Task goal: From the listing below, return each line that includes "window".

Records for this task:
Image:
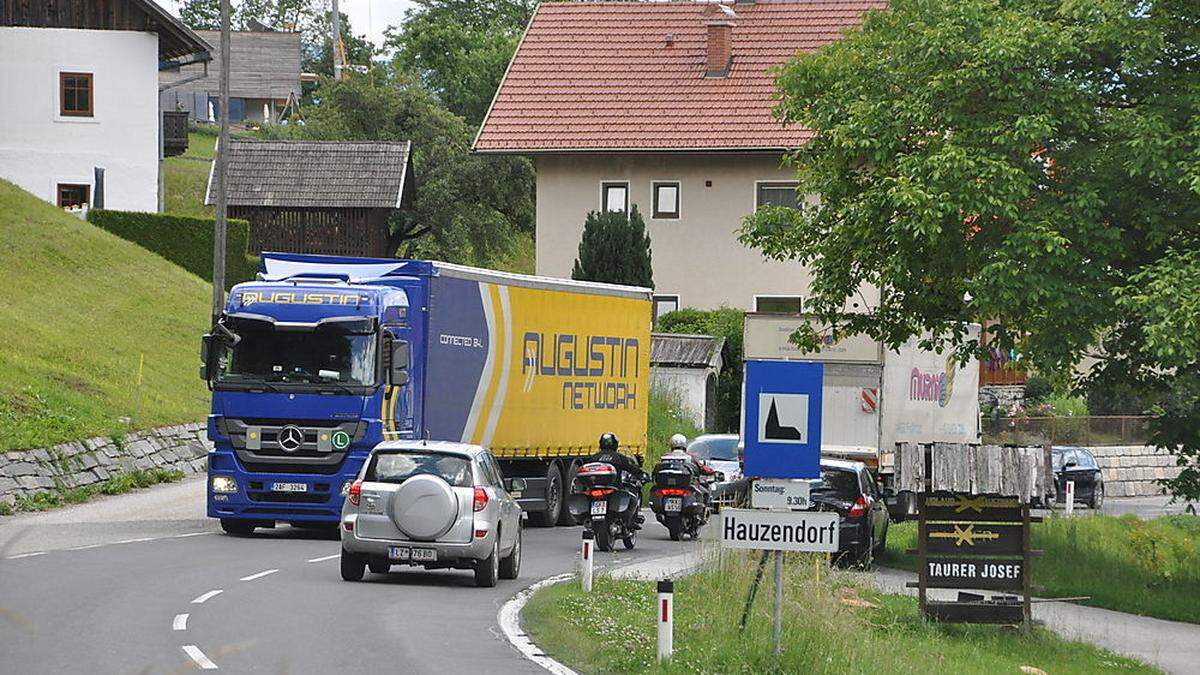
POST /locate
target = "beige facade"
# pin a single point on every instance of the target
(696, 256)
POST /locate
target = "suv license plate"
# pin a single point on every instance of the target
(405, 554)
(289, 487)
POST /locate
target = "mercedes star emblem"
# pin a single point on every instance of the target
(291, 438)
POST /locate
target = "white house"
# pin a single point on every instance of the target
(79, 118)
(685, 368)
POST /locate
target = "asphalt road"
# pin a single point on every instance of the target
(144, 583)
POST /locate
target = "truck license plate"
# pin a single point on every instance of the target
(289, 487)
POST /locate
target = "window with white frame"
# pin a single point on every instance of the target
(777, 193)
(615, 197)
(778, 304)
(666, 199)
(665, 304)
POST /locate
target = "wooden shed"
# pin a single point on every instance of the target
(329, 197)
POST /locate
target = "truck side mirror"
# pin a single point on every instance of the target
(209, 357)
(397, 372)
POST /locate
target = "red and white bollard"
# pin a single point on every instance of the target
(586, 553)
(666, 619)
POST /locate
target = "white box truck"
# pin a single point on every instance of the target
(875, 398)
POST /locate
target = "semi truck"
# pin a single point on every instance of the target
(874, 398)
(321, 358)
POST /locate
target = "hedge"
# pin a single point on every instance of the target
(184, 240)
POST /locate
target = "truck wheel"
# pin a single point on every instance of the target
(564, 514)
(238, 527)
(352, 566)
(549, 518)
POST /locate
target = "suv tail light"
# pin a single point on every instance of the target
(859, 508)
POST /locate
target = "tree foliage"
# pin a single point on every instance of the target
(615, 249)
(468, 208)
(460, 48)
(1030, 161)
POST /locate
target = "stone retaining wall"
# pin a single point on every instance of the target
(85, 463)
(1132, 470)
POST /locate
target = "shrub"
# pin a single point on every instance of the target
(184, 240)
(726, 323)
(1037, 390)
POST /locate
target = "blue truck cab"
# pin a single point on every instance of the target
(310, 368)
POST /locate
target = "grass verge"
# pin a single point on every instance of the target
(832, 625)
(93, 328)
(115, 485)
(1147, 567)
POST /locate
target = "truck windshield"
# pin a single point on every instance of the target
(341, 352)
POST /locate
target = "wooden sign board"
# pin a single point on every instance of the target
(975, 573)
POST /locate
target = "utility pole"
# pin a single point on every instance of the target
(336, 45)
(219, 239)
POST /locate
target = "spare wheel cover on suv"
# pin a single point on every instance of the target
(424, 507)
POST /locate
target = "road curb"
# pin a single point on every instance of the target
(509, 617)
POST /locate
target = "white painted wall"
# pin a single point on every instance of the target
(684, 384)
(39, 148)
(697, 256)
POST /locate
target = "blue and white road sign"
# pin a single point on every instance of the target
(781, 419)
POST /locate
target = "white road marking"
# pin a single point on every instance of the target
(207, 596)
(199, 658)
(259, 575)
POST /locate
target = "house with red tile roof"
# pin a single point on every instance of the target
(666, 106)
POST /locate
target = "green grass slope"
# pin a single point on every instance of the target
(79, 310)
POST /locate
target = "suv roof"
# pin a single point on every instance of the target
(453, 447)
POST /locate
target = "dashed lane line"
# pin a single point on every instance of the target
(198, 657)
(258, 575)
(207, 596)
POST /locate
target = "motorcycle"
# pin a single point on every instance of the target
(606, 505)
(679, 500)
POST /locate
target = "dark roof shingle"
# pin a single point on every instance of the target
(315, 173)
(603, 76)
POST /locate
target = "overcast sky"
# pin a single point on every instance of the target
(367, 17)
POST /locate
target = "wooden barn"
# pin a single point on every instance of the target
(329, 197)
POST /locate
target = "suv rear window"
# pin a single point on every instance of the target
(397, 467)
(840, 483)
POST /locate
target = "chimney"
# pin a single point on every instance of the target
(719, 48)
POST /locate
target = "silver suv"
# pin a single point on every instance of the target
(436, 505)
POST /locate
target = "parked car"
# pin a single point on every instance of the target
(436, 505)
(1078, 465)
(850, 489)
(723, 452)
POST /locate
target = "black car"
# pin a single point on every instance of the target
(1078, 465)
(850, 489)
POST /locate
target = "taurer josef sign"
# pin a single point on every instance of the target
(779, 531)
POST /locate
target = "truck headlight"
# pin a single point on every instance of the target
(223, 484)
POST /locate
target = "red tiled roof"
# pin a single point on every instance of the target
(601, 76)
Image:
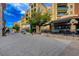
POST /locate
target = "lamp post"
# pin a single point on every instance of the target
(3, 21)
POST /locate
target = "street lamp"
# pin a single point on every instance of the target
(3, 21)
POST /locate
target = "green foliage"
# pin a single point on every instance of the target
(38, 18)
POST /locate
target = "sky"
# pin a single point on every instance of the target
(14, 11)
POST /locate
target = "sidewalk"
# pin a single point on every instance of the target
(62, 36)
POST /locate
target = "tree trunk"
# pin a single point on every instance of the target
(3, 29)
(37, 29)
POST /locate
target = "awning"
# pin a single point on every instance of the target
(66, 19)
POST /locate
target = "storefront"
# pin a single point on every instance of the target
(66, 25)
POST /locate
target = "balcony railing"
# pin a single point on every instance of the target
(62, 8)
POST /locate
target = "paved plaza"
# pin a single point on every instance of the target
(36, 45)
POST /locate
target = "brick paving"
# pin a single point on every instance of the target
(37, 45)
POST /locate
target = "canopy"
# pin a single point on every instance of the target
(13, 12)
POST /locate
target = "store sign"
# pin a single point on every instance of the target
(73, 27)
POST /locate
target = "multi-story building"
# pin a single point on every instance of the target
(34, 7)
(61, 10)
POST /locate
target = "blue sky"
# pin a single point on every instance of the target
(14, 12)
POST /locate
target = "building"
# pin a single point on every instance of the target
(37, 7)
(65, 16)
(62, 10)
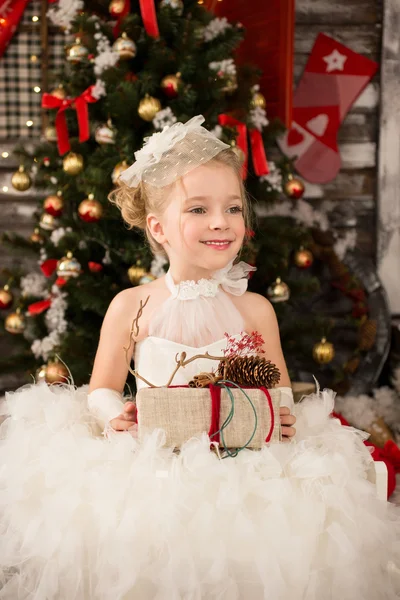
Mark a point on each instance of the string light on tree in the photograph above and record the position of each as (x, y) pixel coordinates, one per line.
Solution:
(77, 53)
(323, 352)
(90, 210)
(54, 204)
(68, 266)
(170, 85)
(294, 188)
(15, 322)
(149, 107)
(6, 297)
(73, 163)
(125, 47)
(303, 258)
(278, 291)
(21, 180)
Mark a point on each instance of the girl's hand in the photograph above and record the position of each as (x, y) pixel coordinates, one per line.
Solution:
(287, 420)
(126, 419)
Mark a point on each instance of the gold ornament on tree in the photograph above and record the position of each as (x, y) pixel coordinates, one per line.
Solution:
(48, 222)
(54, 204)
(68, 267)
(6, 297)
(294, 188)
(323, 352)
(21, 180)
(73, 163)
(125, 47)
(136, 272)
(105, 134)
(118, 169)
(77, 53)
(149, 107)
(278, 291)
(56, 372)
(90, 210)
(258, 101)
(303, 258)
(15, 322)
(170, 85)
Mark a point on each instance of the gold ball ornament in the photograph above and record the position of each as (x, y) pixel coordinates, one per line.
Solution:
(59, 92)
(176, 5)
(73, 163)
(15, 322)
(105, 134)
(56, 372)
(21, 180)
(48, 222)
(294, 188)
(135, 273)
(278, 291)
(90, 210)
(147, 278)
(303, 258)
(118, 169)
(54, 204)
(125, 47)
(170, 85)
(77, 53)
(6, 297)
(68, 267)
(36, 237)
(50, 133)
(116, 7)
(148, 108)
(258, 101)
(323, 352)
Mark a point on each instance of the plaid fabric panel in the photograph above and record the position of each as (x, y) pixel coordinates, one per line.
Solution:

Solution to this task:
target = "window with white frame"
target = "suv rear window"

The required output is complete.